▶ **What needs to be done**: Reproduce word for word the stretch of entries below, from the line containing "formatted like [101,94]." through the line containing "Target: table lamp", with both of those lines included.

Pointing dataset records
* * * * * * *

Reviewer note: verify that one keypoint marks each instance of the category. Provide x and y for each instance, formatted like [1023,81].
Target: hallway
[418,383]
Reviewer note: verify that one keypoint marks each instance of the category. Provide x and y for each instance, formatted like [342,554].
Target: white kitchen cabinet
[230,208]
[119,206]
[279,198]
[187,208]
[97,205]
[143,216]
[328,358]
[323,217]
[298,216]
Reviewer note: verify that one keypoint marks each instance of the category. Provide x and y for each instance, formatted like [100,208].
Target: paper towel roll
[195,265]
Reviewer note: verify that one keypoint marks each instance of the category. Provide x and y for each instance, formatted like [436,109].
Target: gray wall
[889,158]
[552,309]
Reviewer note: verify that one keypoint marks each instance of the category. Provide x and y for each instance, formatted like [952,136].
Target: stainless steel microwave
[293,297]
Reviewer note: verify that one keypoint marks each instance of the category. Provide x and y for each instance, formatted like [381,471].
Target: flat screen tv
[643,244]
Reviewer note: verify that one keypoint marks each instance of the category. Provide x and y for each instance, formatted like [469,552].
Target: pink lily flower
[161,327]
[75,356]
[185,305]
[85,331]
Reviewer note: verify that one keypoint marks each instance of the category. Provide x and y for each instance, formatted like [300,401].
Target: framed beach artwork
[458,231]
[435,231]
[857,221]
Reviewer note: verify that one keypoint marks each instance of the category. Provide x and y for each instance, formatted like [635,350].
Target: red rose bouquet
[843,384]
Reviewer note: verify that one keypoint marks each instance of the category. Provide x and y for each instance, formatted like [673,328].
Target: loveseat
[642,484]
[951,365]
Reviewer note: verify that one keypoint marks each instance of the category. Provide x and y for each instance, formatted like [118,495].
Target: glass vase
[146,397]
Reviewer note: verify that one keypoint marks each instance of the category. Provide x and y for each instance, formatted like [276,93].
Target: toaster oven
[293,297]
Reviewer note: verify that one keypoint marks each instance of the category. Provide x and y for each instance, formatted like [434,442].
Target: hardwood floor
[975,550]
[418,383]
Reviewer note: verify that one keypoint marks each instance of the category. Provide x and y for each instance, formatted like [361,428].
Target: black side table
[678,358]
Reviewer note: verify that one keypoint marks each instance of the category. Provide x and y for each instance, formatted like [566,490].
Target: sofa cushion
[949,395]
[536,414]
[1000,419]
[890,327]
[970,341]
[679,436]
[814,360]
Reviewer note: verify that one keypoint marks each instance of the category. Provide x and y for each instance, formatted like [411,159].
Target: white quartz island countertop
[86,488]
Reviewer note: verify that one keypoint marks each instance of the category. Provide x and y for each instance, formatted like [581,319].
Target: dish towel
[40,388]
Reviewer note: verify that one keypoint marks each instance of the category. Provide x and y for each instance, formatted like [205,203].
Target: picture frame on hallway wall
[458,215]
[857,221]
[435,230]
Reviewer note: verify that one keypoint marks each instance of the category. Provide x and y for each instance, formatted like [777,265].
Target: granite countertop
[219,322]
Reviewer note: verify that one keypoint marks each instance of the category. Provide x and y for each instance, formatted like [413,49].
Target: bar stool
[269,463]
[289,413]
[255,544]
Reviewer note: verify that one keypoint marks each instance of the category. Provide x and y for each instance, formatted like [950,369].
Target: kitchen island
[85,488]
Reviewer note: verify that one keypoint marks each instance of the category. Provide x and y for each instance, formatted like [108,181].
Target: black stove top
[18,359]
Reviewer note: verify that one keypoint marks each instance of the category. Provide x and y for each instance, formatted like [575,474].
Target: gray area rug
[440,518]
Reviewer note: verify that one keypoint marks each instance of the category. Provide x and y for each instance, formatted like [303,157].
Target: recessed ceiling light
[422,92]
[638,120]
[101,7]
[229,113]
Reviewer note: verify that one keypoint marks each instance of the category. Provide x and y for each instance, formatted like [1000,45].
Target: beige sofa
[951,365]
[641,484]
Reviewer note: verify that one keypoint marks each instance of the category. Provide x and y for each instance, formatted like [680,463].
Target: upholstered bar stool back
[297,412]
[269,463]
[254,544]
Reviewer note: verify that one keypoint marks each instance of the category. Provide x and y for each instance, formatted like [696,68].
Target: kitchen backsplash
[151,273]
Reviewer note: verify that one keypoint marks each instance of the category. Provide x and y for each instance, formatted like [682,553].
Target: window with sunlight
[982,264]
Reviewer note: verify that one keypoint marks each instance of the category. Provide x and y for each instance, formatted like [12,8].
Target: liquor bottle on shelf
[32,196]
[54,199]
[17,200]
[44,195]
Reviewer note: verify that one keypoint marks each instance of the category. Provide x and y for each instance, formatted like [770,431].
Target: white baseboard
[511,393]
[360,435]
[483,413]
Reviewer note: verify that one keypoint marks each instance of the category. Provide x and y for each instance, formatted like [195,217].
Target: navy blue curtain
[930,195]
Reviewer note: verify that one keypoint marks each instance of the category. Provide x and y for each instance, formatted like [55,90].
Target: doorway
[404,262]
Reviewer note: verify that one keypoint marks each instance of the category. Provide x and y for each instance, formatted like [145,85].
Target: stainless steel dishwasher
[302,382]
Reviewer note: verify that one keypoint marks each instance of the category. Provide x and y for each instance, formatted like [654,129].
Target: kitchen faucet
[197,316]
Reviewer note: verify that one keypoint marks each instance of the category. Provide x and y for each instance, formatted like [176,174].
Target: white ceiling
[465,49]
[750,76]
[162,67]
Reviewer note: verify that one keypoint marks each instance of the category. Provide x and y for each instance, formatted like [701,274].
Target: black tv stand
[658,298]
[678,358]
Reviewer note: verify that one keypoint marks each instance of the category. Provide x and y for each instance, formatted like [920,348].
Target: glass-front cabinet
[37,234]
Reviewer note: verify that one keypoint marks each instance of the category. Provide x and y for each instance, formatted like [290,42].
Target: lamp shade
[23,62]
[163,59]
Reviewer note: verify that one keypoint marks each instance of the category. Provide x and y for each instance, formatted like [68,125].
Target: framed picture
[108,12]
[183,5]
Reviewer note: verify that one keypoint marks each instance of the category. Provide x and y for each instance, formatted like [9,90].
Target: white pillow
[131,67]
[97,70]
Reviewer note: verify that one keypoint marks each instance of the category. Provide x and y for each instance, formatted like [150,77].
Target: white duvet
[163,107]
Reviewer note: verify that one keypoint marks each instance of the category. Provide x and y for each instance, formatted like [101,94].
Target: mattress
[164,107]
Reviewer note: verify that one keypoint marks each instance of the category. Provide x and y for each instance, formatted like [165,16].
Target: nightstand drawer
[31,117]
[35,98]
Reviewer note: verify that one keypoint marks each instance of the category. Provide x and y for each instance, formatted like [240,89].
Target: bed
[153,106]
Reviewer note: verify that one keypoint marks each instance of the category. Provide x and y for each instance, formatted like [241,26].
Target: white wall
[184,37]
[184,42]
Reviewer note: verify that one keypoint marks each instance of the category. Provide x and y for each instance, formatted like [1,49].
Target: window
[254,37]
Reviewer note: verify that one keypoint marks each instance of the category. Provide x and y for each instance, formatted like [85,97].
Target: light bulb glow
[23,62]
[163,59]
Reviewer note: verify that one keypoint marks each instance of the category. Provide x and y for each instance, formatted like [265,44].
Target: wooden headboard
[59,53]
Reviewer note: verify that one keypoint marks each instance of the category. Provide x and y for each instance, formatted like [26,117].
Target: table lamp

* * * * * * *

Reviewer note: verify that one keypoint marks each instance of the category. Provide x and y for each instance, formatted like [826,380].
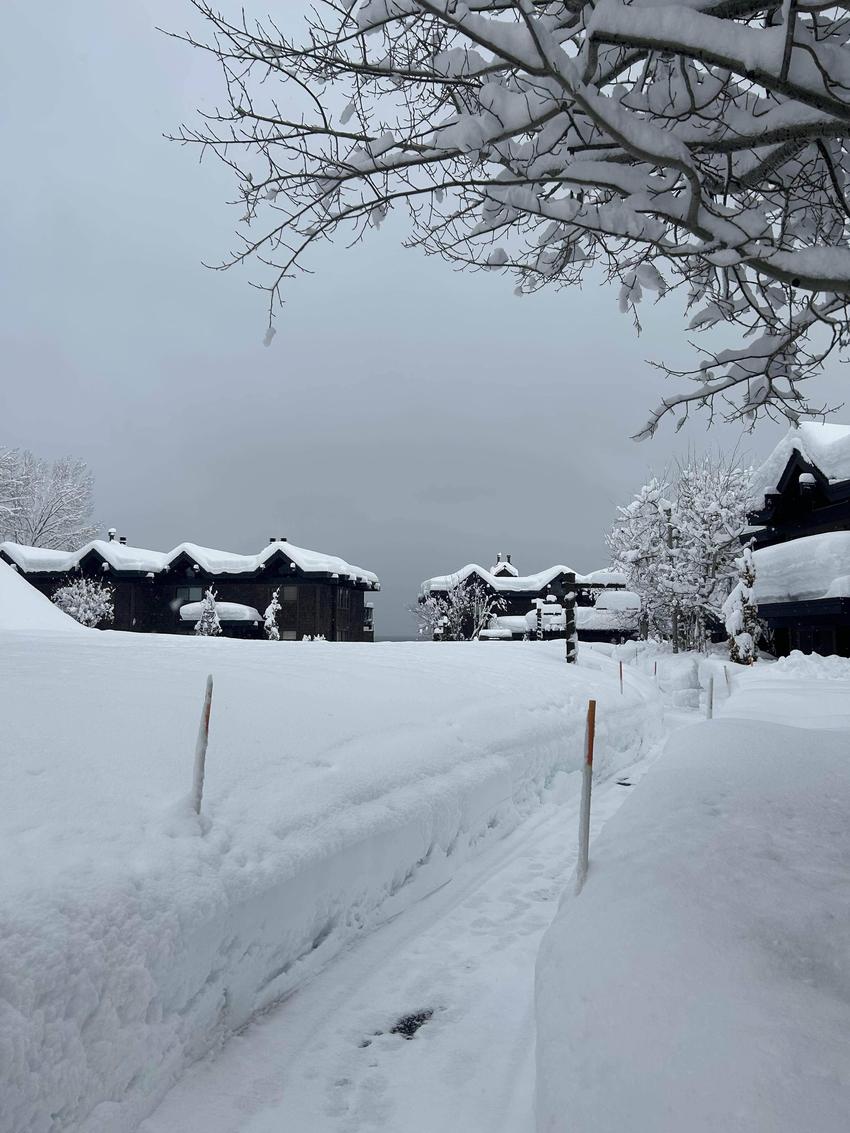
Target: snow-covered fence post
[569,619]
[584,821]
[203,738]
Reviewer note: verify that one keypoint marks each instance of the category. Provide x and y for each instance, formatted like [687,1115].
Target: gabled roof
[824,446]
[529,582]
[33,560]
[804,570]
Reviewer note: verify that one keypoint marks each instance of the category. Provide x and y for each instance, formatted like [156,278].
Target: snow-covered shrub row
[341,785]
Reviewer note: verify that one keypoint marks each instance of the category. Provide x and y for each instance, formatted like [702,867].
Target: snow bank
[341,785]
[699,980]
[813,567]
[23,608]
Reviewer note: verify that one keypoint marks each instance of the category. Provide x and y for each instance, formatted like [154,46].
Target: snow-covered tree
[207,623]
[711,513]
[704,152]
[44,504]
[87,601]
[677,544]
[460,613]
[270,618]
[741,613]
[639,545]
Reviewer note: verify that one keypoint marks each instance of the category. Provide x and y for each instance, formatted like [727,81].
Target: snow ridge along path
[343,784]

* * * * * * *

▶ **Full answer**:
Reviewer note: verify that one keypoint marks each instance of the category. Provide x and y for each instance, formatted like [101,94].
Target: mattress
[164,107]
Reviewer note: verify that one keypoint marks each instance of the category. Provide x and y for each instance, formatted like [165,16].
Target: nightstand drawer
[31,117]
[35,98]
Reviewer note: verify that one keypoint marks each instance of the category. Provide x and y for each instance, formatted like [240,89].
Target: bed
[153,106]
Reviewer note: verify that one keypoint marks each instance of the category. Provide x and y for each instance, formatted like [241,26].
Target: white wall
[184,37]
[184,42]
Reviewer note: verify that one keypoint marks each instance of the category. Provide x and y for each instance, formatted like [1,49].
Target: window
[254,37]
Reviewer note: verify that one keypoint marks each instance of the category. Provide x and y for each instance, formatted like [85,97].
Target: light bulb glow
[23,62]
[163,59]
Reviewer note: verify that one keypoint marks each instance of the category. Provide x and y for each instance, formatted like [265,44].
Target: wooden headboard
[59,53]
Reviewer note: verify that one keypoint marks each instance of the category. Provide x and y for each instance, formatted like [26,117].
Target: table lamp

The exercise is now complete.